Your task is to retype every entry exactly while omitting the pictures.
(Record excerpts)
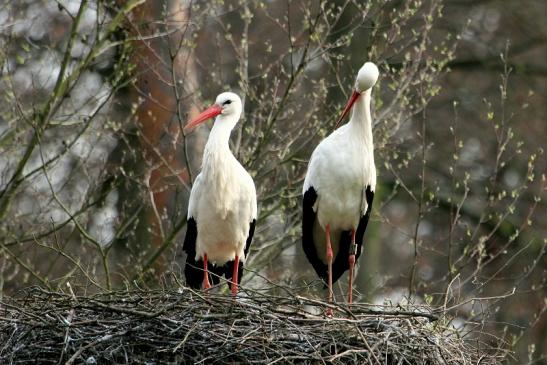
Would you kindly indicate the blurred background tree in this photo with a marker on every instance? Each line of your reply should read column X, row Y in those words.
column 95, row 171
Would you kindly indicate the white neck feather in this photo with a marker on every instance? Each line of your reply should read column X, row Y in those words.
column 361, row 120
column 217, row 148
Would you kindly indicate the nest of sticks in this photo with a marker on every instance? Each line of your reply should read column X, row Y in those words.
column 185, row 326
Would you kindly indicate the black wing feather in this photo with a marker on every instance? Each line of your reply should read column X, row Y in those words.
column 341, row 263
column 228, row 268
column 193, row 270
column 308, row 220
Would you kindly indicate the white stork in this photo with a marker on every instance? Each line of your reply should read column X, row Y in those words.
column 222, row 208
column 339, row 188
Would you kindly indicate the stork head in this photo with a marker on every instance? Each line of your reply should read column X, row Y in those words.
column 366, row 78
column 226, row 104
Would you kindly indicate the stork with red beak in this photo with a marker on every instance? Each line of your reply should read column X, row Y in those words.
column 339, row 188
column 222, row 208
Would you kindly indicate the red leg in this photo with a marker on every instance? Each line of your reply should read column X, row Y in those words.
column 329, row 264
column 352, row 252
column 206, row 284
column 235, row 276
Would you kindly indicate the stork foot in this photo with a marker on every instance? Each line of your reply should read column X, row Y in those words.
column 235, row 276
column 206, row 283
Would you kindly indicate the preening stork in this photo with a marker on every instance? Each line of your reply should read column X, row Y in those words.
column 222, row 208
column 339, row 188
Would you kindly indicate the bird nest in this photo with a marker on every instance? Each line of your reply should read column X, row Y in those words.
column 186, row 326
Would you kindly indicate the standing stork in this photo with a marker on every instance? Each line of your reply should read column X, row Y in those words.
column 339, row 188
column 222, row 208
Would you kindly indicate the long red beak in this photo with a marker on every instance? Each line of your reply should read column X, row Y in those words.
column 208, row 113
column 352, row 99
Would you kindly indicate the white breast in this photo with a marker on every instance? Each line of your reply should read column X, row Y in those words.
column 339, row 171
column 223, row 203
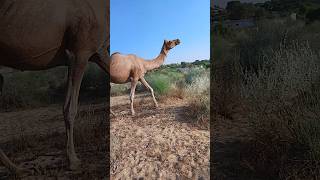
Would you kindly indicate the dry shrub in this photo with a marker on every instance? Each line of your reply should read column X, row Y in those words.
column 198, row 97
column 225, row 86
column 283, row 101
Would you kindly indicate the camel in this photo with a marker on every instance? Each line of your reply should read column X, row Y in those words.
column 1, row 84
column 131, row 68
column 39, row 35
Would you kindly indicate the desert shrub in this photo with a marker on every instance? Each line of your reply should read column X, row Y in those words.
column 197, row 94
column 283, row 106
column 268, row 35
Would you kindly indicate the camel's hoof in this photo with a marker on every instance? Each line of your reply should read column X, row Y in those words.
column 75, row 164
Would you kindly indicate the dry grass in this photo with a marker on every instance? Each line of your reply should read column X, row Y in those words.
column 283, row 101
(End Record excerpts)
### Response to the task
Would you kindly indicate the blurred background tree in this photo with a marker on every instance? Each line of your reply should read column X, row Y in those words.
column 95, row 171
Would you kindly indicate the white neck feather in this photo with a marker on every instance? Each line of your reply should read column X, row Y in those words.
column 361, row 120
column 217, row 148
Would you kindly indicate the nest of sticks in this photo with a marker on every instance? Each line of your reply should read column X, row Y in those words.
column 185, row 326
Would you kindly indicate the black wing feather in this photo with a marker on every instance? Each line of your reply should read column X, row Y in those words.
column 341, row 263
column 228, row 268
column 193, row 270
column 308, row 220
Would you kindly indicate the white stork in this photo with a marker on every instance? Each line of your reply should read column X, row Y in those words.
column 222, row 208
column 339, row 188
Would you kindly indicate the stork head in this photo with a marker on every instance? Each line of your reply should read column X, row Y in those words.
column 366, row 78
column 226, row 104
Would you kindly indicate the stork with red beak in this photo with a marker on every instance? Each line of your reply should read column X, row Y in those words.
column 339, row 188
column 222, row 208
Would you kindly indicate the red leg in this photo with a marker on every instance? Each line of your reply should read column X, row Y in those words.
column 329, row 264
column 352, row 252
column 206, row 284
column 235, row 276
Would you kindly indicate the stork foot in this photo with a marker on every instance? Each line of your reply should read column X, row Y in those words.
column 235, row 276
column 206, row 283
Would you kindly indicate the preening stork in this photo with a marker on every instance? Each line of your reply should read column X, row Y in those words.
column 222, row 208
column 339, row 188
Would you kindly indicate the bird nest in this photo with a marker on every instance? Each line of your reply should read column X, row Y in those words.
column 186, row 326
Would you kindly indicate the standing stork in this photo with a marker on every instance? Each line of your reply should read column X, row Y in those words.
column 339, row 188
column 222, row 208
Would you kindly indicate the long red beak in this photo with a marker on every instance? Each line of your reply should read column X, row Y in those words.
column 208, row 113
column 352, row 99
Would you kindly indicate the white breast in this photo with a marker on every instance? Each line of your reply should read column X, row Y in those words.
column 339, row 171
column 223, row 203
Would you kindly indicate the dry shrub in this photo with a marker on every instance? Each line of your reply should read column X, row Y in those words.
column 198, row 97
column 225, row 86
column 283, row 101
Would you kindly indicate the camel in this photo with a marker on every instance? Each line of your reply should read column X, row Y in those words.
column 1, row 84
column 131, row 68
column 39, row 35
Would you kindly indicate the desert shrub in this photo with a marker on every instance? Each line of your reply should read column X, row Y in those words.
column 197, row 94
column 283, row 106
column 268, row 35
Would you kindly indicate the camel's hoof in this photo with a marker on every instance? Each line of your reply should read column X, row Y in those words.
column 75, row 164
Would you kindly indicate the dry grass in this photo with a marker on every instance? Each line of your reply should read column X, row Y in those words.
column 283, row 101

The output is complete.